So, let's assume, I have an autoscaling group. And I want to configure instances what it launches, for example, using chef-solo (or ansible-local, but as I understood, chef is better option for the aws).
I see only 2 ways how to do this:
Use packer and pre-bake image locally (using chef-solo provider), then update ASG configuration with the brand-new created AMI;
Use base Amazon AMI and configure images at the launch, using user_data script: install chef-solo, fetch cookbooks from the git, run chef-solo on machine.
What is better choice in you opinion and why? Also I am interested in how to update already running instances in the ASG when my chef cookbooks configuration changes.
Also, if you know better options, leave them here. I am open to discuss.
It depends on your use case.
A pre-baked AMI may be quicker to launch when scaling up, but if you need to make even small changes to the code or configuration, you'll need to bake another AMI. Using user data (whether using straight OS commands or Chef or something else) may take longer if you're installing application servers and deploying applications, and you may also be introducing external dependencies for scaling: what if the GitHub repository is off line or a necessary download is blocked?
So, if speed of scale-up is important, consider a pre-baked AMI. If you can tolerate a reasonable scale-up hit, look at a hybrid approach:
Bake into your AMI the Chef DK and any other large objects you need. For example, you might bake your application server installation into the AMI and then just have Chef configure it through user data.
Make sure your dependencies, scripts and deployables such as WAR files are in reliable repositories such as S3.
The best advice is to try both approaches to get some metrics and see how these fit your use cases.

What to bake into an AWS AMI and what to provision using cloud-init?

I'm using AWS Cloudformation to setup numerous elements of network infrastructure (VPCs, SecurityGroups, Subnets, Autoscaling groups, etc) for my web application. I want the whole process to be automated. I want click a button and be able to fire up the whole thing.

....

#### Goal
Continue the forum thread on baking AMIs versus configuring instances at launch, picking up right after its final sentence.

#### Stored data
....

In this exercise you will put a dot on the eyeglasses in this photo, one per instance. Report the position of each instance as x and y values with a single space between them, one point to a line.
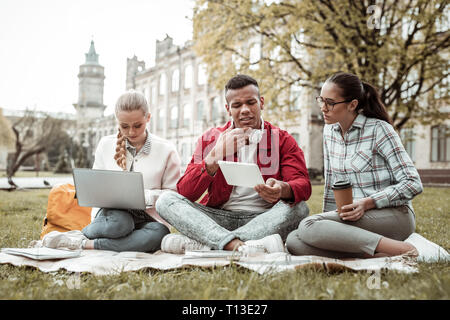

....

#### Response to this task
I have successfully created a Cloudformation template that sets up all this network infrastructure. However the EC2 instances are currently launched without any needed software on them. Now I'm trying to figure out how best to get that software on them.
To do this, I'm creating AMIs using Packer.io. But some people have instead urged me to use Cloud-Init. What heuristic should I use to decide what to bake into the AMIs and/or what to configure via Cloud-Init?
For example, I want to preconfigure an EC2 instance to allow me (saqib) to login without a password from my own laptop. Thus the EC2 must have a user. That user must have a home directory. And in that home directory must live a file .ssh/known_hosts containing encrypted codes. Should I bake these directories into the AMI? Or should I use cloud-init to set them up? And how should I decide in this and other similar cases?
I like to separate out machine provisioning from environment provisioning.
In general, I use the following as a guide:
Build Phase
Build a Base Machine Image with something like Packer, including all software required to run your application. Create an AMI out of this.
Install the application(s) onto the Base Machine Image creating an Application Image. Tag and version this artifact. Do not embed environment specific stuff here like database connections etc. as this precludes you from easily reusing this AMI across different environment runtimes.
Ensure all services are stopped
Release Phase
Spin up an environment consisting of the images and infra required, using something like CFN.
Use Cloud-Init user-data to configure the application environment (database connections, log forwarders etc.) and then start the applications/services
This approach gives the greatest flexibility and cleanly separates out the various concerns of a continuous delivery pipeline.
One of the important factors that determines how you should assemble servers, AMIs, and infrastructure planning is to answer the question: In production, how fast will I need a new instance launched?
The answer to this question will determine how much you bake into the AMI vs. how much you build after boot.
NOTE: My experience is with Chef Server so I will use Chef terminology but the concepts are the same for any other configuration management stack.
The general rule of thumb is to treat your "Infrastructure as Code". This means think about the process of launching instances, creating users on that machine, and the process of managing a known_hosts files and SSH keys the same as you would your application code. Being able to track the changes to Infrastructure in source code makes management easier, redeployments, and even CI much easier.
This Chef Introduction covers the terminology in Chef of Cookbooks, Recipes, Resources, and more. It shows you how to build a simple LAMP stack, and how you can relaunch it just as easily with one command.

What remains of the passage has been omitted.